● **BRIEF**: Starting at the line that contains "In the photo above, where can the kitten's face" and continuing through the last line of the listing, rewrite those lines with "wet fur" changed to "damp fur" and everything else left as it is.

[Pointing listing]
──────────
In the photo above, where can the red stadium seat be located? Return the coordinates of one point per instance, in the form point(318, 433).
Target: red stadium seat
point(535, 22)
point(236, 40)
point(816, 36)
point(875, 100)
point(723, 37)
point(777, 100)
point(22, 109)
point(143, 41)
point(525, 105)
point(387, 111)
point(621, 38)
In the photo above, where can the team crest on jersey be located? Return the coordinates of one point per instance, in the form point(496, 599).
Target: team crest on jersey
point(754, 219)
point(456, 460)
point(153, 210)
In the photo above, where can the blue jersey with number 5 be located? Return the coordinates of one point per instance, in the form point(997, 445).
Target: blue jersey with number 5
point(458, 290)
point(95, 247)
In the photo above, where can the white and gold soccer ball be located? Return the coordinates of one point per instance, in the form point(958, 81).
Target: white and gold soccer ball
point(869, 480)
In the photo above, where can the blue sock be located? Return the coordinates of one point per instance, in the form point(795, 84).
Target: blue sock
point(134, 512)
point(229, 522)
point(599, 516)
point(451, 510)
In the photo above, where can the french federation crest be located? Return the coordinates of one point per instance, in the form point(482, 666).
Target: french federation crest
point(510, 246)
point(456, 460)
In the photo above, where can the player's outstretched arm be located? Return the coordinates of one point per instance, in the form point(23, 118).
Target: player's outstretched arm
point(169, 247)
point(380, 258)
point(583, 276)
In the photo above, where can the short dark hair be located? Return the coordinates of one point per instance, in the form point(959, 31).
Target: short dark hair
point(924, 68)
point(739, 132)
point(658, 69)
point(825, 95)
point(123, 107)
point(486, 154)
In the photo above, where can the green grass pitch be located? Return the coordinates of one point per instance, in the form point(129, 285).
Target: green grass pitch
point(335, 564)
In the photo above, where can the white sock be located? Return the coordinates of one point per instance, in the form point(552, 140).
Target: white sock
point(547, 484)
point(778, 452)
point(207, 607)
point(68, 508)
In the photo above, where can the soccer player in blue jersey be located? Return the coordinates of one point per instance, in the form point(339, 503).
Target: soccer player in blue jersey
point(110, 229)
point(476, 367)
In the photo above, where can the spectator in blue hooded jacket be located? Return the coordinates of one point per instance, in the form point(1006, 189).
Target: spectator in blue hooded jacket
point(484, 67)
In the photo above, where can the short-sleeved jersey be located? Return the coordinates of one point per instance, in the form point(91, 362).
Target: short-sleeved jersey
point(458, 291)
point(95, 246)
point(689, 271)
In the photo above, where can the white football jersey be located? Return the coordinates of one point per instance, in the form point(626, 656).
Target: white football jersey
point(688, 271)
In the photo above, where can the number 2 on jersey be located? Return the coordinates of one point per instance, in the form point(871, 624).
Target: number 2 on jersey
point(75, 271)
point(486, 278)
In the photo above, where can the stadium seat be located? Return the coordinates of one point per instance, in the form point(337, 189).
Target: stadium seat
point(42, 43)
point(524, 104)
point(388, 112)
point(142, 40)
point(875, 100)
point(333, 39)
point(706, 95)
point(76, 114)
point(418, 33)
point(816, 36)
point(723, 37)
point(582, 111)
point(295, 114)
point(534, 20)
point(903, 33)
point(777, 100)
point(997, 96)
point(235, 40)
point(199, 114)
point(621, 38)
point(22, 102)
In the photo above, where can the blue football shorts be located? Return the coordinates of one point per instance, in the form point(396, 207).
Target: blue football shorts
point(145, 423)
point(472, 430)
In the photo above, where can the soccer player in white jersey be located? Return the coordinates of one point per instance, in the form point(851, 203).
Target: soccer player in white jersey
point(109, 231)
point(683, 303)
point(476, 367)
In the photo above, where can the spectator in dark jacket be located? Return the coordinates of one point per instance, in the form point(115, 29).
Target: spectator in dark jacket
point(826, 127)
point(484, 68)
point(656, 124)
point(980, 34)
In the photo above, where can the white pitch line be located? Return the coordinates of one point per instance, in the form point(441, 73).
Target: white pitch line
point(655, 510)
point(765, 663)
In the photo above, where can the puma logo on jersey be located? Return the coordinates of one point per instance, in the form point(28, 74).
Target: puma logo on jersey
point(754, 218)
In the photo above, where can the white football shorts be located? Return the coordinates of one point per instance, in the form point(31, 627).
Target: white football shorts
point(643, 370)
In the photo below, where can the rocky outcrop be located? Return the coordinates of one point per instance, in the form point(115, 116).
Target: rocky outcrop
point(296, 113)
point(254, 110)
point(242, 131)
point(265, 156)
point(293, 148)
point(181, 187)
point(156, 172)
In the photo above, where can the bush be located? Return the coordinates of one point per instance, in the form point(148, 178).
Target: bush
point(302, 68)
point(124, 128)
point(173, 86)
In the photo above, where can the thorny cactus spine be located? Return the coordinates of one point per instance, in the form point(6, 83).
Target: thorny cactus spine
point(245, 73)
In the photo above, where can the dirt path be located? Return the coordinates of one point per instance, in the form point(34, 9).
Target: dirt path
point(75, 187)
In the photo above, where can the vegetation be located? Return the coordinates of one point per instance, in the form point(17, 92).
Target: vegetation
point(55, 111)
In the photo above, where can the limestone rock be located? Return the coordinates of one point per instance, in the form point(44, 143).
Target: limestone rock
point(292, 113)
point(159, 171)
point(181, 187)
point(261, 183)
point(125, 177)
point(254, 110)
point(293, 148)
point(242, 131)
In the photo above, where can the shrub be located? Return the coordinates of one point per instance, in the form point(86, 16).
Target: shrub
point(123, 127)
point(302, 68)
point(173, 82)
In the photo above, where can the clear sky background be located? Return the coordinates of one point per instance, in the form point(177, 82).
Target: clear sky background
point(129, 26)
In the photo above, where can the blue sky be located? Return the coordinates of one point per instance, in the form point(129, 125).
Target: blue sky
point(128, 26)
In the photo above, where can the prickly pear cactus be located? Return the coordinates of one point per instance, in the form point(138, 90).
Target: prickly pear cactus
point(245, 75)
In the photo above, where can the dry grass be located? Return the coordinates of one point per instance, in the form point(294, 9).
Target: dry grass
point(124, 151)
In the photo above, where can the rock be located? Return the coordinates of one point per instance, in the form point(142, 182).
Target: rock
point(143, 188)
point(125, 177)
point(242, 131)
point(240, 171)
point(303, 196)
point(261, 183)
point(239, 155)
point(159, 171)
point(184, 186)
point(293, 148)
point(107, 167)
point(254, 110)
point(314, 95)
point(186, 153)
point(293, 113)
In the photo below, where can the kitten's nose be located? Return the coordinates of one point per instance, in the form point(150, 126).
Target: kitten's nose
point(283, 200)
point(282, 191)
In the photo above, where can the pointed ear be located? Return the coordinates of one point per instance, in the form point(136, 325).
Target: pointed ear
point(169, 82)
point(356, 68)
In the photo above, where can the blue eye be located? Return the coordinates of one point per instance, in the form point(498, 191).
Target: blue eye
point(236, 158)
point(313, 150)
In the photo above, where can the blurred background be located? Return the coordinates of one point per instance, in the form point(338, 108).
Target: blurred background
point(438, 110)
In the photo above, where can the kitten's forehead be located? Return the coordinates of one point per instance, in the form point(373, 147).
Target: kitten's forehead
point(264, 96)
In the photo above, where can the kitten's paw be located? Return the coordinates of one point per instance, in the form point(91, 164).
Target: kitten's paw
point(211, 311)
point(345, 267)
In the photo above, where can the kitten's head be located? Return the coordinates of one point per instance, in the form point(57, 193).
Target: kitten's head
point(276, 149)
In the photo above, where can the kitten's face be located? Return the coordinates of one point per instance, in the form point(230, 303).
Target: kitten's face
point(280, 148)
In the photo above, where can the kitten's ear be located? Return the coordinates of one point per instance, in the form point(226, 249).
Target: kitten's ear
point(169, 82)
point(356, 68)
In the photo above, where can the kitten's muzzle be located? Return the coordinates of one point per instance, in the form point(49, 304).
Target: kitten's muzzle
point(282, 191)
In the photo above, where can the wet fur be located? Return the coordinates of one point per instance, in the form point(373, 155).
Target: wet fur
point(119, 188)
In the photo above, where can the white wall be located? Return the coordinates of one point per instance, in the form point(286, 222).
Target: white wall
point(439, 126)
──────────
● **OUTPUT BELOW**:
In the photo above, where can the kitten's face be located? Return the coordinates of one point per instance, in the form point(230, 303).
Target: kitten's face
point(280, 148)
In the photo above, where can the kitten's ear be located? Return the coordinates of one point per instance, in the form point(226, 249).
Target: kitten's ear
point(169, 82)
point(356, 68)
In the photo above, where can the kitten's muzzle be located? Return the coordinates of one point per instance, in the form point(49, 304).
Target: kitten's muzzle
point(282, 191)
In the photo above, where can the damp fur be located? Return the coordinates of one point per instance, in the form point(373, 155).
Target: damp fur
point(119, 188)
In the photo above, where can the white wall be located? Return the coordinates of one point per instance, in the form point(286, 222).
Target: white wall
point(439, 126)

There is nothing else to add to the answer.